** begin TEXT PROVIDED **
Independence Day.
On the Fourth of July, we celebrate the birth of America.
There will be parades and fireworks, barbecues, picnics, carnivals, fairs, baseball games, speeches and ceremonies, etc.
We will talk about our history and tradition.
We will speak of freedom and liberty.
We will remember our founding document, the Declaration of Independence, and the grand ideas it shows us. The most familiar words that still guide and inform us.
"We hold these truths to be self-evident, that all men are created equal, that they are endowed by their Creator with certain unalienable Rights, that among these are Life, Liberty and the pursuit of Happiness."
Yet, when we think about this historical document, sometimes I think we overlook the driving force behind it and the sacrifices made to give birth to our independence.
I'm talking about the 56 men that signed the Declaration of Independence and quite literally signed their lives away.
The following is taken from the closing of the last paragraph from the Declaration:
"And for the support of this Declaration, with a firm reliance on the protection of divine Providence, we mutually pledge to each other our Lives, our Fortunes and our sacred Honor."
Our lives. Our fortunes. Our sacred honor.
** end TEXT PROVIDED **
** begin GIVEN ENTRIES **
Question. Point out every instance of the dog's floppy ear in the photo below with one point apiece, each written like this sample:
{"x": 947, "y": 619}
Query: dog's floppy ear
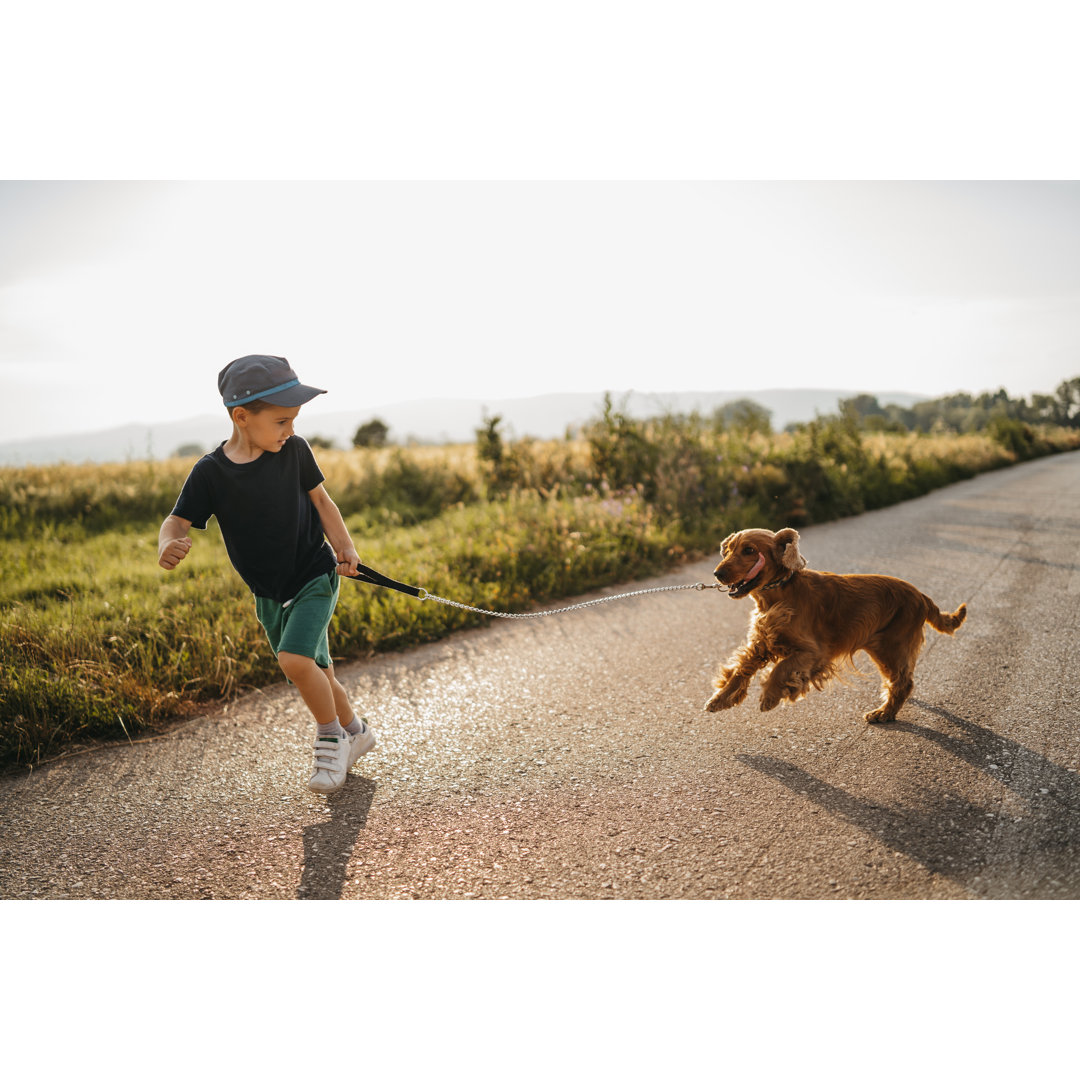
{"x": 787, "y": 540}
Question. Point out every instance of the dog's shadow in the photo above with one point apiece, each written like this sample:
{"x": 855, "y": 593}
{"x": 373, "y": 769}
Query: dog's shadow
{"x": 958, "y": 838}
{"x": 328, "y": 846}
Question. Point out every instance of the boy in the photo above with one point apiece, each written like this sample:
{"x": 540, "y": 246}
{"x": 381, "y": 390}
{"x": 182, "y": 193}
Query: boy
{"x": 265, "y": 488}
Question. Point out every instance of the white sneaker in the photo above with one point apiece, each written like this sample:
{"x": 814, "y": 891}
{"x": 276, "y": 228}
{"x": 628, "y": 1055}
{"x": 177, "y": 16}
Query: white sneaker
{"x": 362, "y": 742}
{"x": 331, "y": 763}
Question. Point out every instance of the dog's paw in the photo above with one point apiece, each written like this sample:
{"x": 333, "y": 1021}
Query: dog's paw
{"x": 879, "y": 716}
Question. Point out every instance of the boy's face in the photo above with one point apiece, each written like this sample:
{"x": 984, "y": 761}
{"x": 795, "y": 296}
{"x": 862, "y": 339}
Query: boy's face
{"x": 268, "y": 429}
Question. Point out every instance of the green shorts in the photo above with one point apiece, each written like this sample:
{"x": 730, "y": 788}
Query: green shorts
{"x": 300, "y": 624}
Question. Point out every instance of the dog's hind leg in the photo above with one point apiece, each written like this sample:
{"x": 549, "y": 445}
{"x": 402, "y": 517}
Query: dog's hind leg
{"x": 896, "y": 685}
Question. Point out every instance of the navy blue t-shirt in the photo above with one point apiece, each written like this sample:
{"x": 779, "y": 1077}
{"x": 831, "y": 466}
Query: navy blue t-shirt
{"x": 270, "y": 526}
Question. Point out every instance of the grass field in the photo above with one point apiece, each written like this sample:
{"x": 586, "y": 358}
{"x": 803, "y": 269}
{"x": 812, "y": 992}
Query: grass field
{"x": 97, "y": 642}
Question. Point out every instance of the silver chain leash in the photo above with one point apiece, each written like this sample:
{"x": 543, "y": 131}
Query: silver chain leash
{"x": 424, "y": 595}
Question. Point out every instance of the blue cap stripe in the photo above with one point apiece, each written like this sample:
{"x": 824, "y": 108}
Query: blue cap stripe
{"x": 262, "y": 393}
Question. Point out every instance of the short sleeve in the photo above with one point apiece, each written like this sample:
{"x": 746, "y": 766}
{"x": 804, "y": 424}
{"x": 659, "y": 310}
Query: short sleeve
{"x": 311, "y": 475}
{"x": 194, "y": 503}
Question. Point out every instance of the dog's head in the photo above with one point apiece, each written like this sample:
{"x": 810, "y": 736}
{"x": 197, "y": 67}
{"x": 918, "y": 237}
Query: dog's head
{"x": 757, "y": 557}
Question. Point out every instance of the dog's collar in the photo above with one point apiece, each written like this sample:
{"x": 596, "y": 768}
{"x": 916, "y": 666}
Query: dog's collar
{"x": 782, "y": 581}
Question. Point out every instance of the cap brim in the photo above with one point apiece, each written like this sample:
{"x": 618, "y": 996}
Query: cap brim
{"x": 293, "y": 396}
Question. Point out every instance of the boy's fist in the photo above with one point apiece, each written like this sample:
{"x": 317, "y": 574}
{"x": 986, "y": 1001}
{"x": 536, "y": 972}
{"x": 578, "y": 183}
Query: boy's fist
{"x": 171, "y": 554}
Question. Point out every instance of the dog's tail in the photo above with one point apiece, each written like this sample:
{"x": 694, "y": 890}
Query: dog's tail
{"x": 942, "y": 622}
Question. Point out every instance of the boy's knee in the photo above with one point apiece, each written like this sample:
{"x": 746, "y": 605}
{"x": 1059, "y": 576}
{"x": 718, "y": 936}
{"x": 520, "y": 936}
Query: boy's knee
{"x": 293, "y": 663}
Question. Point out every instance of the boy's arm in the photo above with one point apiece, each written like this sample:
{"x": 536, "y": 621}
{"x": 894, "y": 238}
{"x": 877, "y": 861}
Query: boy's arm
** end GIVEN ENTRIES **
> [SHORT TASK A] Please reproduce word for word the part of the Independence Day passage that opens with the words containing "On the Fourth" and closes with "history and tradition.".
> [SHORT TASK B] According to the Independence Day passage, how many men signed the Declaration of Independence?
> [SHORT TASK C] Write what comes next in the Independence Day passage, starting after its final line.

> [WRITTEN REPLY A]
On the Fourth of July, we celebrate the birth of America.
There will be parades and fireworks, barbecues, picnics, carnivals, fairs, baseball games, speeches and ceremonies, etc.
We will talk about our history and tradition.

> [WRITTEN REPLY B] 56 men signed it.

> [WRITTEN REPLY C]
We understand the first two but it's very hard to grasp the concept of sacred honor in today's society. We hardly commit to anything and stick with it.
To put it simply in Texas Holdem Poker terms, these men we're "all in."
They held nothing back.
And their losses were many.
They lost houses and lands, children and families, their health, their fortunes, their liberty, their reputations, their friendships, etc. For many it cost them everything, even their lives.
Every year at this time, as we celebrate, I've tried to make it a tradition to read the Declaration to my children. I hope they will read it to their children someday.
We read the names of the 56 signers aloud and say "thank you."
I think we owe them that much.
The 56 signatures on the Declaration appear in the positions indicated:
Column 1
Georgia:
Button Gwinnett
Lyman Hall
George Walton
Column 2
North Carolina:
William Hooper
Joseph Hewes
John Penn
South Carolina:
Edward Rutledge
Thomas Heyward, Jr.
Thomas Lynch, Jr.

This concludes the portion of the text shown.